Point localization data

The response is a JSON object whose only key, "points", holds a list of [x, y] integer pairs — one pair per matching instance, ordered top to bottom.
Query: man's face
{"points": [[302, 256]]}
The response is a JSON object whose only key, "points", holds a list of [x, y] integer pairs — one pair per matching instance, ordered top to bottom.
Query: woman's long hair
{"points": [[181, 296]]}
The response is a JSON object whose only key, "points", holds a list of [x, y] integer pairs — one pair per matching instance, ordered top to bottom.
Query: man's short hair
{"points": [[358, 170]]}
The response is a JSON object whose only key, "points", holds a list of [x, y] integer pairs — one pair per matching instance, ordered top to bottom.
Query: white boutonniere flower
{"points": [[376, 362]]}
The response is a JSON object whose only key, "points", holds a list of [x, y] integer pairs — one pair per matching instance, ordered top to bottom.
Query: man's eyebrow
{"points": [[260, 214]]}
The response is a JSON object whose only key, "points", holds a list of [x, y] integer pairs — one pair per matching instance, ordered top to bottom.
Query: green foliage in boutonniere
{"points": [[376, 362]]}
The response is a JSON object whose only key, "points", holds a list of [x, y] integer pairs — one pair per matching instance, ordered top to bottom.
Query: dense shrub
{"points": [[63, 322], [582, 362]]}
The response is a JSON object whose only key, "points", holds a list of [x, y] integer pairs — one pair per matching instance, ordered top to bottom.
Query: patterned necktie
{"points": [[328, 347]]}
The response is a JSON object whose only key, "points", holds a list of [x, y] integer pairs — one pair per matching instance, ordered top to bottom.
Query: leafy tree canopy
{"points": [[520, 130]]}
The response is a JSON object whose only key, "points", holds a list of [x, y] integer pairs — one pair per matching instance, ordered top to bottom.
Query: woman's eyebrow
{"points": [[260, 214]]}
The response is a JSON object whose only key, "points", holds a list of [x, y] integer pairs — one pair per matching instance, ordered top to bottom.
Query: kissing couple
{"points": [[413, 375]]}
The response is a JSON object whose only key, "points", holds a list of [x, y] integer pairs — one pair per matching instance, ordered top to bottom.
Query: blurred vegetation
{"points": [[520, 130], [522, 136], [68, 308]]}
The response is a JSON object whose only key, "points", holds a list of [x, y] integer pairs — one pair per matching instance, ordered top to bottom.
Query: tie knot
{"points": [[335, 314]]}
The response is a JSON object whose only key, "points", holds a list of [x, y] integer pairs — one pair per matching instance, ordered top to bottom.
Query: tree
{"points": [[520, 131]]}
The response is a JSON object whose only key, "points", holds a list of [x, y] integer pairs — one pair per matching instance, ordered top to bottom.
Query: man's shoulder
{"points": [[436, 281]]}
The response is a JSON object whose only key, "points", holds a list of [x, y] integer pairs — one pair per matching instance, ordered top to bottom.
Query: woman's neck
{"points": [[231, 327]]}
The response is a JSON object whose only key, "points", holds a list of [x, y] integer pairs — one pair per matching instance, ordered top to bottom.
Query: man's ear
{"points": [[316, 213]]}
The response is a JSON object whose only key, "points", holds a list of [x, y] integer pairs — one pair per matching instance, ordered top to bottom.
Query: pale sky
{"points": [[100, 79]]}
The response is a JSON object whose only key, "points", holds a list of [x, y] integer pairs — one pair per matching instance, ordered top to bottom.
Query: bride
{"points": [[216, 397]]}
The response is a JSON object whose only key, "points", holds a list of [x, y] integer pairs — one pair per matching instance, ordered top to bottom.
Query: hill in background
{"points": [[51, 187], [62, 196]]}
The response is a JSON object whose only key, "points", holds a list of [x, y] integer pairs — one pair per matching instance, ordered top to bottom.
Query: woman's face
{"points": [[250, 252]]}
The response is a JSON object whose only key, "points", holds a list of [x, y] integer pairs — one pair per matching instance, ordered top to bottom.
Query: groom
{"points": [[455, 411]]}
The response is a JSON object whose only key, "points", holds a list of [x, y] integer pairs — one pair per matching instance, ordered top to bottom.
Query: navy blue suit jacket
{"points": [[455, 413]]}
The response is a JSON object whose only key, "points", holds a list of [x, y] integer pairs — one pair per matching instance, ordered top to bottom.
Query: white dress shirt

### [What needs to be done]
Reproduce all entries exactly, leaving each one whole.

### [Exercise solution]
The response is a JSON object whose only key, "points", holds a list of [x, y] integer pairs — one pair per matching instance, ordered top to bottom.
Query: man's face
{"points": [[302, 256]]}
The response is a JSON object whose only key, "points", holds a list of [x, y] integer pairs — one pair per matching instance, ordered top to bottom.
Query: woman's long hair
{"points": [[181, 296]]}
The response is a JSON object whose only key, "points", holds a list of [x, y] integer pairs — one pair per matching instance, ordered top to bottom.
Query: man's short hair
{"points": [[358, 170]]}
The response is a JSON object whose only key, "points", holds a list of [x, y] integer pairs — one pair per matching instance, ordered top to bottom.
Query: white boutonniere flower
{"points": [[376, 362]]}
The response is a JSON object whose only key, "points", holds a list of [x, y] integer pairs — one pair per matching instance, ordered top to bottom.
Query: man's eyebrow
{"points": [[260, 214]]}
The response is a JSON object whose only key, "points", holds a list of [x, y] integer pairs — one pair per matching instance, ordered top to bottom.
Query: green foliage in boutonniere
{"points": [[376, 362]]}
The response is a JSON object whose only key, "points", holds a list of [x, y] integer pairs — one pair per matching instance, ordered top to bottom.
Query: dense shrub
{"points": [[63, 322], [582, 362]]}
The response is a JSON object whose only key, "points", holds a list of [x, y] integer pairs — one pair per matching instance, ordered top to bottom.
Query: patterned necktie
{"points": [[328, 347]]}
The response is a JSON object whose only key, "points", holds a list of [x, y] integer pairs — one pair per matching instance, ordered top to bottom.
Query: leafy tree canopy
{"points": [[520, 130]]}
The response is a JSON object whose only key, "points", holds a list of [x, y] integer pairs — one pair per matching instance, ordered top to bottom.
Query: woman's eyebrow
{"points": [[260, 214]]}
The response is a JSON object whose only key, "points", holds a list of [x, y] integer pairs — one pair per matching instance, ordered top to bottom.
Query: kissing couple
{"points": [[413, 375]]}
The response is a JSON object whose only key, "points", holds a list of [x, y] integer pairs — one pair per matching instance, ordered top to bottom.
Query: blurred vegetation
{"points": [[520, 130], [522, 136], [68, 308]]}
The response is a JSON object whose only key, "points", holds a list of [x, y] integer pairs — one pair per matching instance, ordered top to bottom.
Query: tie knot
{"points": [[335, 314]]}
The response is a JSON object whose only key, "points", holds a list of [x, y] integer pairs — one pair per matching instance, ordered top to bottom.
Query: tree
{"points": [[520, 131]]}
The response is a JSON object whose only key, "points", holds a list of [x, y] integer pairs — one pair per matching instance, ordered top to bottom.
Query: man's shoulder
{"points": [[436, 281]]}
The response is a JSON object whose only key, "points", holds a list of [x, y] integer pairs — one pair per matching instance, ordered top to bottom.
Query: woman's neck
{"points": [[231, 327]]}
The response is a JSON object whose only key, "points", holds a list of [x, y] integer pairs — one pair per matching instance, ordered top to bottom.
Query: man's ear
{"points": [[316, 213]]}
The response is a JSON object whose only key, "points", holds a list of [x, y] integer pairs — one pair per matching instance, ordered top to bottom.
Query: pale sky
{"points": [[100, 79]]}
The response is a JSON object whose only key, "points", holds a list of [x, y] integer pairs — one pair per matching instance, ordered top to bottom.
Query: bride
{"points": [[216, 397]]}
The response is a JSON object whose only key, "points", holds a list of [x, y] integer pairs — one pair per matching instance, ordered top to bottom.
Query: hill in background
{"points": [[51, 187], [62, 196]]}
The response is a JSON object whose only key, "points", holds a list of [x, y] integer pairs — one pair per matching instance, ordered top to bottom.
Query: woman's face
{"points": [[250, 252]]}
The response is a JSON object whose only key, "points", holds a list of [x, y] integer pairs — one pair per matching instance, ordered top to bottom.
Query: groom
{"points": [[455, 411]]}
The response is a JSON object whose only key, "points", holds a list of [x, y] integer pairs — one pair per matching instance, ordered top to bottom.
Query: navy blue suit jacket
{"points": [[455, 413]]}
The response is a JSON object whose only key, "points", holds a list of [x, y] integer pairs — one pair per matching instance, ordered top to bottom.
Query: white dress shirt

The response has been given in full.